+++ Record extracts

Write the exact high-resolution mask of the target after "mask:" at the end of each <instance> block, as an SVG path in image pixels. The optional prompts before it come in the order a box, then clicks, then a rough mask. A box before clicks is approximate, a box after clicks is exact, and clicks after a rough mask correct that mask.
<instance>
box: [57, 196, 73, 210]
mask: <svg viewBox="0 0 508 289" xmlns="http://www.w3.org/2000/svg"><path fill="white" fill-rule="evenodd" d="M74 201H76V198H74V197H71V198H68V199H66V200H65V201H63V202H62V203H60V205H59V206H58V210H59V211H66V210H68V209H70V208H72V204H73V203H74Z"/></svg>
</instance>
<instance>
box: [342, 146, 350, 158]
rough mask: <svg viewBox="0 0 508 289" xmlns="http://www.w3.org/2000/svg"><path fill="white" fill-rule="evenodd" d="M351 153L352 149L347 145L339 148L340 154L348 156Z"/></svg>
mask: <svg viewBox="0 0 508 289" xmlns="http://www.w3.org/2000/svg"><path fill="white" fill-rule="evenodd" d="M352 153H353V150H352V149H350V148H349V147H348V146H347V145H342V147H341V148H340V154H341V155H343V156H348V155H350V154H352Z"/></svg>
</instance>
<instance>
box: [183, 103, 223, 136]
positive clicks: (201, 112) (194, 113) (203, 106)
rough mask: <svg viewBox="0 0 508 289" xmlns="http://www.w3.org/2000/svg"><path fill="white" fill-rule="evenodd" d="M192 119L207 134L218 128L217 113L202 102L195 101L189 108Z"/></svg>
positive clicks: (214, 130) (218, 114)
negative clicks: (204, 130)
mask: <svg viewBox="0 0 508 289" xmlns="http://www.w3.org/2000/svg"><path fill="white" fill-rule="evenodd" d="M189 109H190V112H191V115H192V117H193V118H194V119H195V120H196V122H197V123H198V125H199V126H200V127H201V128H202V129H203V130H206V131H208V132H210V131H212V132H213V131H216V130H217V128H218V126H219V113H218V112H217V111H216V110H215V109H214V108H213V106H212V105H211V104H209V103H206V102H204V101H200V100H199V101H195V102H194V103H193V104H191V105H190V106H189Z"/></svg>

++++++

● Your task
Transcribe every entry exactly, omitting nothing.

● Answer space
Write the exact high-resolution mask of the target after "mask:" at the end of each <instance> block, as an SVG path in image pixels. The optional prompts before it come in the order a box, then clicks, then a rough mask. A box before clicks is approximate, a box after clicks is exact, and clicks after a rough mask correct that mask.
<instance>
box: [57, 196, 73, 210]
mask: <svg viewBox="0 0 508 289" xmlns="http://www.w3.org/2000/svg"><path fill="white" fill-rule="evenodd" d="M74 201H76V198H74V197H71V198H68V199H66V200H65V201H63V202H62V203H60V205H59V206H58V210H59V211H66V210H68V209H70V208H72V204H73V203H74Z"/></svg>
</instance>
<instance>
box: [342, 146, 350, 158]
rough mask: <svg viewBox="0 0 508 289" xmlns="http://www.w3.org/2000/svg"><path fill="white" fill-rule="evenodd" d="M351 153L352 149L347 145L339 148L340 154L348 156Z"/></svg>
mask: <svg viewBox="0 0 508 289" xmlns="http://www.w3.org/2000/svg"><path fill="white" fill-rule="evenodd" d="M352 153H353V150H352V149H350V148H349V147H348V146H347V145H342V147H341V148H340V154H341V155H343V156H348V155H350V154H352Z"/></svg>
</instance>
<instance>
box: [183, 103, 223, 136]
positive clicks: (201, 112) (194, 113) (203, 106)
rough mask: <svg viewBox="0 0 508 289" xmlns="http://www.w3.org/2000/svg"><path fill="white" fill-rule="evenodd" d="M192 119L207 134L218 128L217 113L202 102L195 101L189 108Z"/></svg>
positive clicks: (214, 130) (218, 114)
negative clicks: (204, 130)
mask: <svg viewBox="0 0 508 289" xmlns="http://www.w3.org/2000/svg"><path fill="white" fill-rule="evenodd" d="M189 109H190V112H191V115H192V117H193V118H194V119H195V120H196V122H197V123H198V125H199V126H200V127H201V128H202V129H203V130H206V131H208V132H210V131H212V132H213V131H216V130H217V128H218V126H219V113H218V112H217V111H216V110H215V109H214V108H213V106H212V105H211V104H209V103H206V102H204V101H200V100H199V101H195V102H194V103H193V104H191V105H190V106H189Z"/></svg>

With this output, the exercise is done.